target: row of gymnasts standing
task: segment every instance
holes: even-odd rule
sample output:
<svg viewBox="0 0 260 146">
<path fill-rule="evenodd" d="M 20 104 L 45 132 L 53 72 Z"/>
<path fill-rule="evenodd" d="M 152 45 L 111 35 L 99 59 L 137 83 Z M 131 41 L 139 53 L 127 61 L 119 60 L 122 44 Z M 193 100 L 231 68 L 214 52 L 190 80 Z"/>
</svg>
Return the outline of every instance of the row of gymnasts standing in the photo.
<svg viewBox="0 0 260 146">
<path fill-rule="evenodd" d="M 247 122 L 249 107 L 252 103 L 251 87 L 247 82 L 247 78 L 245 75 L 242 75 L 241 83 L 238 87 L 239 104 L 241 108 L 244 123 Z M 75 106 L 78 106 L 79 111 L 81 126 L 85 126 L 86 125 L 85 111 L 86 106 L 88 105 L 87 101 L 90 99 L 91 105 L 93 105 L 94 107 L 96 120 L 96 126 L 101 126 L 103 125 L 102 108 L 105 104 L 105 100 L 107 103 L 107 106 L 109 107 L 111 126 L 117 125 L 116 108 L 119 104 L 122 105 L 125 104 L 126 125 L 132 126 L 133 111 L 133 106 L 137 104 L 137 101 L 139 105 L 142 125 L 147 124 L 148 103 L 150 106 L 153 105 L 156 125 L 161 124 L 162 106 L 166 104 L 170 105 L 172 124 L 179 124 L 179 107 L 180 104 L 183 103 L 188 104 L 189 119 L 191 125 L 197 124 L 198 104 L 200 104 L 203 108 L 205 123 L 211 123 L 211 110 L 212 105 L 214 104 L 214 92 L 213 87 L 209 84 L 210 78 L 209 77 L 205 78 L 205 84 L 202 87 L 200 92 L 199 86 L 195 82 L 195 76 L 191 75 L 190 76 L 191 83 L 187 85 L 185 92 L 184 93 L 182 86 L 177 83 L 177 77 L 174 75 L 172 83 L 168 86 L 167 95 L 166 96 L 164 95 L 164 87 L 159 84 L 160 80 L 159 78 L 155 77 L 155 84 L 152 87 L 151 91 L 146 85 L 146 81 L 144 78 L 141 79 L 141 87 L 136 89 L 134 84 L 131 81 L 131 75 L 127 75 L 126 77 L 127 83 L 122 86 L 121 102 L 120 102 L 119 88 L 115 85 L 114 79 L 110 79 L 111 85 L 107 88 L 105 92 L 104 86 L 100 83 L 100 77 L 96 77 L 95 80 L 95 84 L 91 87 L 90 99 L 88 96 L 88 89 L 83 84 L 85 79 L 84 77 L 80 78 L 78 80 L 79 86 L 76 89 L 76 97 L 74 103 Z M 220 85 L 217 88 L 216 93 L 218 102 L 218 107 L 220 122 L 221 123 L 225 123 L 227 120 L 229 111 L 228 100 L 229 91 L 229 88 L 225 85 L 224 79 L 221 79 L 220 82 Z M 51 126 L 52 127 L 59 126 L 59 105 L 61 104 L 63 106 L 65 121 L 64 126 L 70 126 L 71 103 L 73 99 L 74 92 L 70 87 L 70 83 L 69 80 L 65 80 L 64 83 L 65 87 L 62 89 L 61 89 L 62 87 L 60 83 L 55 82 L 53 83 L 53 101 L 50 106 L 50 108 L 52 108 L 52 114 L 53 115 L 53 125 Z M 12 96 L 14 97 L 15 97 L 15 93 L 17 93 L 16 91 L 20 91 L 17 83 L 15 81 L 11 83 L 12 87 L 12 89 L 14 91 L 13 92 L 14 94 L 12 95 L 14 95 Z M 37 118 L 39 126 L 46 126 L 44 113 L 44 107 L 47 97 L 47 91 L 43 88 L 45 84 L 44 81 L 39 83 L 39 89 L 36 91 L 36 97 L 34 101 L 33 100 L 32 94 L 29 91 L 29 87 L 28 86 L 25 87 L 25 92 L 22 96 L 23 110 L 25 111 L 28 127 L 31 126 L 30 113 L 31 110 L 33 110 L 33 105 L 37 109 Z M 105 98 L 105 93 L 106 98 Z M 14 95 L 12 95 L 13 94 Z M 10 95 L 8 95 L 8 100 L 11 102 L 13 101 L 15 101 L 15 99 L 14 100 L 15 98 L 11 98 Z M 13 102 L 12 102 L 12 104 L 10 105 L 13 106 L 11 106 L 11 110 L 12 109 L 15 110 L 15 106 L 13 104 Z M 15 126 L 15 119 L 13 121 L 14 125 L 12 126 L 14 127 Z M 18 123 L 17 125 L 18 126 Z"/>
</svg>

**What to work on**
Reproduce all of the data above line for line, changing nothing.

**Completed task**
target: row of gymnasts standing
task: segment every instance
holes: even-odd rule
sample output:
<svg viewBox="0 0 260 146">
<path fill-rule="evenodd" d="M 20 104 L 45 132 L 53 72 Z"/>
<path fill-rule="evenodd" d="M 152 45 L 111 35 L 99 59 L 137 83 Z M 131 41 L 139 53 L 127 61 L 119 60 L 122 44 Z M 193 100 L 231 68 L 214 52 L 190 80 Z"/>
</svg>
Return the outline of every instance of the row of gymnasts standing in the photo.
<svg viewBox="0 0 260 146">
<path fill-rule="evenodd" d="M 247 122 L 249 107 L 252 103 L 251 87 L 247 82 L 247 78 L 245 75 L 242 75 L 241 83 L 238 87 L 239 104 L 241 108 L 244 123 Z M 75 106 L 78 106 L 79 111 L 81 126 L 85 126 L 86 125 L 85 111 L 86 106 L 88 105 L 87 101 L 90 99 L 91 105 L 93 105 L 94 107 L 96 120 L 96 126 L 101 126 L 103 125 L 102 108 L 105 104 L 105 100 L 107 103 L 107 106 L 109 107 L 111 126 L 117 125 L 116 108 L 119 104 L 122 105 L 125 104 L 126 125 L 132 126 L 133 111 L 133 106 L 137 104 L 137 101 L 139 105 L 142 125 L 147 124 L 148 103 L 150 106 L 153 105 L 156 125 L 161 124 L 162 106 L 166 104 L 170 105 L 172 124 L 179 124 L 179 107 L 180 104 L 183 103 L 188 104 L 189 119 L 191 125 L 197 124 L 198 104 L 200 104 L 203 108 L 205 123 L 211 123 L 211 110 L 212 105 L 214 104 L 214 92 L 213 87 L 209 84 L 210 78 L 209 77 L 205 78 L 205 84 L 202 87 L 200 92 L 199 86 L 195 82 L 195 76 L 191 75 L 190 76 L 191 83 L 187 85 L 185 92 L 184 93 L 182 86 L 177 83 L 177 77 L 174 75 L 172 83 L 168 86 L 167 95 L 166 96 L 164 95 L 164 87 L 159 84 L 160 80 L 159 78 L 155 77 L 155 84 L 152 87 L 151 91 L 146 85 L 146 81 L 144 78 L 141 79 L 141 87 L 136 89 L 134 84 L 131 81 L 131 75 L 127 75 L 126 77 L 127 83 L 122 86 L 121 102 L 120 102 L 119 88 L 115 85 L 114 79 L 110 79 L 111 85 L 107 88 L 105 92 L 104 86 L 100 83 L 100 77 L 96 77 L 95 80 L 95 84 L 91 87 L 90 99 L 88 96 L 88 89 L 83 84 L 85 79 L 84 77 L 80 78 L 78 80 L 79 86 L 76 89 L 76 97 L 74 103 Z M 220 85 L 217 88 L 216 93 L 218 102 L 218 107 L 220 122 L 221 123 L 225 123 L 227 120 L 229 111 L 228 100 L 229 91 L 229 88 L 225 85 L 224 79 L 221 79 L 220 82 Z M 51 126 L 52 127 L 59 126 L 59 105 L 61 104 L 63 106 L 65 121 L 64 126 L 70 126 L 71 103 L 73 99 L 74 92 L 70 87 L 70 83 L 69 80 L 65 80 L 64 83 L 65 87 L 62 89 L 61 89 L 62 87 L 60 83 L 55 82 L 53 83 L 53 101 L 50 106 L 50 108 L 52 108 L 52 114 L 53 115 L 53 125 Z M 12 96 L 14 97 L 15 97 L 15 93 L 17 93 L 16 91 L 20 91 L 17 83 L 15 81 L 11 83 L 12 87 L 12 89 L 14 91 L 13 92 L 14 94 L 12 95 L 14 95 Z M 37 118 L 39 126 L 46 126 L 44 113 L 44 107 L 47 97 L 47 91 L 43 88 L 45 84 L 44 81 L 39 83 L 39 89 L 36 91 L 36 97 L 34 101 L 33 100 L 32 94 L 29 91 L 29 87 L 28 86 L 25 87 L 25 92 L 22 96 L 23 110 L 25 111 L 28 127 L 31 126 L 30 113 L 31 110 L 33 110 L 33 105 L 37 109 Z M 105 98 L 105 93 L 106 98 Z M 14 95 L 12 95 L 13 94 Z M 10 95 L 8 95 L 8 100 L 11 102 L 13 101 L 15 101 L 15 99 L 14 100 L 15 98 L 11 98 Z M 13 102 L 12 102 L 12 104 L 10 105 L 13 106 L 11 106 L 11 110 L 12 109 L 15 110 L 15 106 L 13 104 Z M 15 126 L 15 119 L 13 121 L 14 125 L 12 126 L 14 127 Z M 18 123 L 17 125 L 18 126 Z"/>
</svg>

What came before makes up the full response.